Rédigez la suite de la critique du jeu vidéo Domina présentée ci-dessous, en partant de sa dernière phrase.

• [Extrait choisi]:
###

Domina

Jouer les gladiateurs est toujours très risqué dans le monde du jeu vidéo puisque de mémoire, rares sont les bons concepts du genre qui nous ont été proposés. Avec Domina, DolphinBarn tente de mettre l’accent sur la gestion d’un Ludus. Que faut-il en retenir ?



Ab initio

Que vous soyez nourris aux textes, au Spartacus de Kubrick ou à la série éponyme qui a joué la carte du gore bien avant Game of Thrones à la télévision, nul doute que vous allez vous y retrouver dans ce Domina bien bourrin. L’idée est de proposer la gestion d’un Ludus, sorte d’écurie de gladiateurs/esclaves que vous allez devoir entraîner. Vous allez devoir gérer quatre types de ressources : l’argent, la nourriture, l’eau et le vin. Si l’argent sert absolument à tout (forcer un entraîneur à apprendre de nouvelles capacités à vos troupes, acheter de l’équipement à vos gladiateurs, participer à des combats à paris), la nourriture et l’eau sont surtout nécessaire à la survie de tous vos esclaves. Le vin, lui, est un moyen de graisser copieusement la patte au magistrat et à l’homme d’église qui vous suivent dans votre destinée.

Plus vous les avez dans votre camp, plus vos combats seront aidés. Il faut alors les amadouer mais aussi accepter certaines concessions, via quelques événements aléatoires textuels à choix multiples. En plus de cette phase de brossage dans le sens du poil, il faudra aussi recruter jusqu’à trois professionnels : comme un espion pour choper des rumeurs et les revendre au plus offrant ou organiser des combats illégaux, un docteur pour mieux soigner vos troupes ou encore un architecte pour améliorer votre Ludus. Tous ont un vrai potentiel d’amélioration de votre partie, mais vous ne pouvez en choisir que trois parmi la petite demi-douzaine. Il faut donc savoir où on met les pieds.

###

• [Liste des items]:
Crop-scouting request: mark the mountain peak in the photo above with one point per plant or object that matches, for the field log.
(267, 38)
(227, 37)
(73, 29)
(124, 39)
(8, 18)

###

• [Résultat]:
Certamen bonum certavi

Le but du jeu est de parvenir à battre trois grands champions parmi la dizaine proposée sur une carte du monde. Pour ce faire, il va falloir améliorer au mieux les niveaux des gladiateurs qui composent votre Ludus. Vous avez un an pour battre trois champions et tenter le combat final, massif. Si vous le gagnez, vous aurez le droit à une (très petit et décevante) fin. Mais pour y parvenir, un compteur de jours est mis en place : chacune de vos actions auprès de vos serviteurs (ceux que vous embauchez, mais aussi votre entraîneur) se fera en un certain nombre de jours. Régulièrement, des combats vous seront alors proposés en arène, avec des règles plus ou moins sympathiques selon que vous entretenez de bonnes relations avec l’homme d’église et le magistrat. Des lions, un gladiateur enchaîné, la foule qui vous envoie une arme pour vous aider… De l’aléatoire en fonction de vos actions est à prévoir.

C’est précisément lors des combats que Domina sort ses arguments les plus évidents : si le pixel art est mignon, la musique tabasse violemment et restera sans doute comme l’une des meilleurs OST qui donne la pêche de cette année de jeux indépendants. En fin de combat (automatique par défaut, que vous pouvez contrôler péniblement au clavier/souris si vous achetez la bonne action auprès de l’entraîneur de votre Ludus), vous aurez le droit de partager sur les réseaux sociaux un Instant Replay de vos dernières actions.



Auri mediocritas

Seulement voilà : Domina, avec ses idées de génie, son esthétique accueillante, ses compositions motivantes, son principe tentant, ne parvient jamais à décoller de son concept de « clicker amélioré ». Tout cela à cause de deux choses très importantes qui le poignardent dans le dos à chaque instant.

Tout d’abord, l’aléatoire du jeu est absolument immonde. Rien ne se passe jamais comme prévu et le jeu prend un malin plaisir à vous placer des gladiateurs trop forts devant vous (ou trop faibles, rapportant moins d’argent par exemple). Les événements, certains combats, les chances de réussite de l’espion et de ses vols d’armes et de rumeurs, tout cela est absolument hasardeux comme un combat à bout portant face à un Alien de XCOM 2. Le fait de ne jamais pouvoir sauvegarder force le joueur à tenter le diable à chaque instant, alors qu’il faut au moins trois bonnes heures pour terminer une partie. C’est illogique et totalement suicidaire de la part des développeurs.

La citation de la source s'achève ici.